**TASK DESCRIPTION:**
Scan the records for the word "rice". Copy each line that includes it.

**DATASET RECORDS:**
==*==

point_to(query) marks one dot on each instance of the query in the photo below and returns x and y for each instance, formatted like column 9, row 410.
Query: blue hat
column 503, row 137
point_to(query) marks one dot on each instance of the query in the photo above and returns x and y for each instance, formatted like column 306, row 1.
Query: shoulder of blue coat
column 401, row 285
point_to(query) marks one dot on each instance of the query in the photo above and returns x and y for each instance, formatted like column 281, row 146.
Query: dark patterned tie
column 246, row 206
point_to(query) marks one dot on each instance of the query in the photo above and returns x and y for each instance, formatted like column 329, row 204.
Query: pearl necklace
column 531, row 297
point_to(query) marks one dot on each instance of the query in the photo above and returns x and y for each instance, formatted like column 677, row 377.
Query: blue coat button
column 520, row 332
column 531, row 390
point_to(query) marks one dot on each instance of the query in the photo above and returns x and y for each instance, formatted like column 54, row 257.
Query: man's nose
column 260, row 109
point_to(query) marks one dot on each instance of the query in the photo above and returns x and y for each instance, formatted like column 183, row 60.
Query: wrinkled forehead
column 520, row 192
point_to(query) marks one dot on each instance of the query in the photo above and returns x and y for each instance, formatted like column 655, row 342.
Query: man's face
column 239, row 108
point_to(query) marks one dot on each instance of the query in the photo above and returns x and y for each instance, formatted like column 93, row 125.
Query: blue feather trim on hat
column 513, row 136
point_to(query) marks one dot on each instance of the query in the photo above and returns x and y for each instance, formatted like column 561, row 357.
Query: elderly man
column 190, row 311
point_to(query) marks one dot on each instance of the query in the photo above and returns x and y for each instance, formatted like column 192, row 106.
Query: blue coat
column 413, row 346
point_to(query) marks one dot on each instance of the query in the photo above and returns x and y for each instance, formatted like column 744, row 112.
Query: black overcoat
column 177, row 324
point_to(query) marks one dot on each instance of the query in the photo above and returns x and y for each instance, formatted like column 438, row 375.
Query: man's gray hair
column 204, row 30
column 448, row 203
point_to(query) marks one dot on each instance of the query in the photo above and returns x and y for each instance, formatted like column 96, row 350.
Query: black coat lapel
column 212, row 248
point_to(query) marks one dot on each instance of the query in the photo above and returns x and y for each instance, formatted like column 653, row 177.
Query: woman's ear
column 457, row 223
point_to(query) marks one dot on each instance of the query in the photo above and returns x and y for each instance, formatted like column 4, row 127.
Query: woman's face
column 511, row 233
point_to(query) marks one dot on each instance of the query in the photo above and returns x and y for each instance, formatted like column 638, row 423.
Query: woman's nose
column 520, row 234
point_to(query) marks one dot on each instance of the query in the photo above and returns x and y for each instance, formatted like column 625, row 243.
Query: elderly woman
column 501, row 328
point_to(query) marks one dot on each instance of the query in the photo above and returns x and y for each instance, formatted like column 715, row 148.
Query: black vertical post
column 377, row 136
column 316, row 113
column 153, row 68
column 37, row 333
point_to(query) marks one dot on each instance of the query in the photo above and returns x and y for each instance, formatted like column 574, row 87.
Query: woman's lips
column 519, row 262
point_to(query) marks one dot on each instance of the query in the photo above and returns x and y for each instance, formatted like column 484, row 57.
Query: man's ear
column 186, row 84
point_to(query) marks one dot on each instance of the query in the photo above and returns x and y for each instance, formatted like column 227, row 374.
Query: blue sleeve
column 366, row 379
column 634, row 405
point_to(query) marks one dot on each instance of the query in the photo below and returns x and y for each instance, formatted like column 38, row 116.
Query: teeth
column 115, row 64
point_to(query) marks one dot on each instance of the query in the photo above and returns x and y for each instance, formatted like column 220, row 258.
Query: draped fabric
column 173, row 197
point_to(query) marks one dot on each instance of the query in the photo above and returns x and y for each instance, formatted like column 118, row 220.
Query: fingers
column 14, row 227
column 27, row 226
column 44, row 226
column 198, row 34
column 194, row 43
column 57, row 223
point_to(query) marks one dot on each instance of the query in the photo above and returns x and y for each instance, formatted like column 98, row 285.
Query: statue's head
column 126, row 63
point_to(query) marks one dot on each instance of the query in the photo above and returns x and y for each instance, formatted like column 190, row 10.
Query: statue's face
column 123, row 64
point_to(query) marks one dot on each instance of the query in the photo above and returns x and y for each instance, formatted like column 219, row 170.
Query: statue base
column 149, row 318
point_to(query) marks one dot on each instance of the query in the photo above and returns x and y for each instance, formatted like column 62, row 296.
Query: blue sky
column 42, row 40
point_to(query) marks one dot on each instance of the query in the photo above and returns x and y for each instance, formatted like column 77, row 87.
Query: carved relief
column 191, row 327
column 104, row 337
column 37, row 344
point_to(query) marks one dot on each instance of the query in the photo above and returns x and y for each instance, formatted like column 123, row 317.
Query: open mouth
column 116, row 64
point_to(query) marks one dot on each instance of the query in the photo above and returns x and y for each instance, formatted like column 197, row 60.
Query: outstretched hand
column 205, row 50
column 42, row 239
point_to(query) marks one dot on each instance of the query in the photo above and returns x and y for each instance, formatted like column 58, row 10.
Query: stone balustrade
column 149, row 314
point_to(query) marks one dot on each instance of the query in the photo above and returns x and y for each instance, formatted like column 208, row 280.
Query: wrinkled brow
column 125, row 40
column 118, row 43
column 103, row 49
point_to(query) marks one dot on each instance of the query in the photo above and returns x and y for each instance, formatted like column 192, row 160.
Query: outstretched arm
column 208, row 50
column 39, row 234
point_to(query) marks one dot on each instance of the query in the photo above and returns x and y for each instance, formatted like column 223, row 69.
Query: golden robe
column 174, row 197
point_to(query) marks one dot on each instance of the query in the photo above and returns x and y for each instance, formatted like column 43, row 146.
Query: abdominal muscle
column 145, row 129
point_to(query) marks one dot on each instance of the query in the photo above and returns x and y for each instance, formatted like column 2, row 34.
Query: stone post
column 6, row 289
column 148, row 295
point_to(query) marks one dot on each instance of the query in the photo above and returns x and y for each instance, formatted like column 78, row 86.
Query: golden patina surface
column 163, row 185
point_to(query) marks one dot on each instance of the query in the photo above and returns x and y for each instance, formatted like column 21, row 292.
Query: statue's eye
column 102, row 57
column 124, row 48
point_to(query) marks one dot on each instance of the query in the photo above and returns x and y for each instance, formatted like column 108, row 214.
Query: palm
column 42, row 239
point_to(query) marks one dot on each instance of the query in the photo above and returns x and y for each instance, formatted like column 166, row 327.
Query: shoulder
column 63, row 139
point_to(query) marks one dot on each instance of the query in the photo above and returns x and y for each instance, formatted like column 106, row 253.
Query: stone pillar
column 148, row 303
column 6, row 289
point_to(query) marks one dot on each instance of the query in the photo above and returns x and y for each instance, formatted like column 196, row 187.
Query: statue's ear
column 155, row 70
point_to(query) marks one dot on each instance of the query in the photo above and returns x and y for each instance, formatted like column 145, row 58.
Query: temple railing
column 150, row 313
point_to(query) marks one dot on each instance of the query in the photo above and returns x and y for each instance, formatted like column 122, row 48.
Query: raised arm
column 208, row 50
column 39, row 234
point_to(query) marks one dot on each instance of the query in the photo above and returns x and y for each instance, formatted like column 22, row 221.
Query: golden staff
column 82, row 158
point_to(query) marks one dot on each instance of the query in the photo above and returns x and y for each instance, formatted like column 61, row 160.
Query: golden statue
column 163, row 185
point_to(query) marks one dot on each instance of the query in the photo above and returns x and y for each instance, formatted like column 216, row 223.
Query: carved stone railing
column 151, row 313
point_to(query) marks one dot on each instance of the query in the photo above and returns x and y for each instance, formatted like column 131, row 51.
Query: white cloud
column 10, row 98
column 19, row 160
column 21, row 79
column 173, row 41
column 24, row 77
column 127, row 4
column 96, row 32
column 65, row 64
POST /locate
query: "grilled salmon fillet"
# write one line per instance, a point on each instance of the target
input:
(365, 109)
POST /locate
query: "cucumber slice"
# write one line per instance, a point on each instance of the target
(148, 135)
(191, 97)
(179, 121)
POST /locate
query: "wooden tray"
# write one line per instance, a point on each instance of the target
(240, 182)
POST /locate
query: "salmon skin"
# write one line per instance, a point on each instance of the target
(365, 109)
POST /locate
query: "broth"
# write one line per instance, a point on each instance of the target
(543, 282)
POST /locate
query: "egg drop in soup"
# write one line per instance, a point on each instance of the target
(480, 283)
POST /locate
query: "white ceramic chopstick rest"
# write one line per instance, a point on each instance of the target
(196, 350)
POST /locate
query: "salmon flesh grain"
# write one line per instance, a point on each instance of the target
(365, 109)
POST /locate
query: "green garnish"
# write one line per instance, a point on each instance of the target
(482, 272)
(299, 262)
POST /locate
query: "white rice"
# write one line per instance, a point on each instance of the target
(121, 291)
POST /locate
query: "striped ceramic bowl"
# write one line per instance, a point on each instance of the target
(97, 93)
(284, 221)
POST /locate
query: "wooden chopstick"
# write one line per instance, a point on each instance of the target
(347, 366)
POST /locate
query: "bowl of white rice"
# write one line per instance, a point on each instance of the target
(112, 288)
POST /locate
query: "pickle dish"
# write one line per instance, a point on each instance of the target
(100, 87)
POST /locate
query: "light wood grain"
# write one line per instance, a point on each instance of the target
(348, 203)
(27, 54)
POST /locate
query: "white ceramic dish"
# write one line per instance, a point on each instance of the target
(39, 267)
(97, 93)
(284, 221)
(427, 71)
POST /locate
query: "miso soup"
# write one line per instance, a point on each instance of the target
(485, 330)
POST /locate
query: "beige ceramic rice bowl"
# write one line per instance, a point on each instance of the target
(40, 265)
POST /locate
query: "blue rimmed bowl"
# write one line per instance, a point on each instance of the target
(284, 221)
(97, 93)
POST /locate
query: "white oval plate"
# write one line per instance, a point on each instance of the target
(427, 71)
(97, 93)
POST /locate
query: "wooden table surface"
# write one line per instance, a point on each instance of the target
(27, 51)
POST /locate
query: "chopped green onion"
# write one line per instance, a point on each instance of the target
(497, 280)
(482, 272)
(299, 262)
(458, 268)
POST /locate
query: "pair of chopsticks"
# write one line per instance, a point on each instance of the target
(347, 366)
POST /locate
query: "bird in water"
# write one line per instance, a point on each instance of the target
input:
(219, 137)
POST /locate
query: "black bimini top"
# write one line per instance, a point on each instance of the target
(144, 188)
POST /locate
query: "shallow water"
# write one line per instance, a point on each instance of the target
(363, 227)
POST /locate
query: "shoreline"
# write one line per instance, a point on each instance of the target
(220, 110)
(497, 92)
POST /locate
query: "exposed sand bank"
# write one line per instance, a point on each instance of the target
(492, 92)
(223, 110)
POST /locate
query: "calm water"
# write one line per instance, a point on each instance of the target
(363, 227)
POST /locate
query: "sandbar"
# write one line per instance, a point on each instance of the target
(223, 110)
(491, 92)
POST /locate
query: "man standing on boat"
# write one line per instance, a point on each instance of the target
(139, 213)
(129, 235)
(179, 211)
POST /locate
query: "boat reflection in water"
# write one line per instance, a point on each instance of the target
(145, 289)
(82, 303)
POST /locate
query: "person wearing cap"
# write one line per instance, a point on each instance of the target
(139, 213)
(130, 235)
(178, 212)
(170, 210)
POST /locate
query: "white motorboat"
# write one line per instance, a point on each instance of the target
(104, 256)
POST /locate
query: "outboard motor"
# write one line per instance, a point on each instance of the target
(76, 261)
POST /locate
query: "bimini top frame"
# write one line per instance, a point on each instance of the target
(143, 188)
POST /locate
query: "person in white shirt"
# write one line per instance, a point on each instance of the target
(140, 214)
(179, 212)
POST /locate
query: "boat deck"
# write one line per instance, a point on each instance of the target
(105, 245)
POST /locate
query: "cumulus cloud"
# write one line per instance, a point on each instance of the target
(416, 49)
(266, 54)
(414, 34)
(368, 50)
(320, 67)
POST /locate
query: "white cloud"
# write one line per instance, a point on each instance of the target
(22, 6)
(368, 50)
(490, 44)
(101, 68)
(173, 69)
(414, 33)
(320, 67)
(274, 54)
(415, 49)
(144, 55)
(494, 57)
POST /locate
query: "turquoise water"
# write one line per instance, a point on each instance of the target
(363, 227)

==*==

**ANSWER FOR THIS EXERCISE:**
query: "white rice"
query: "bowl of white rice"
query: "beige ceramic rice bowl"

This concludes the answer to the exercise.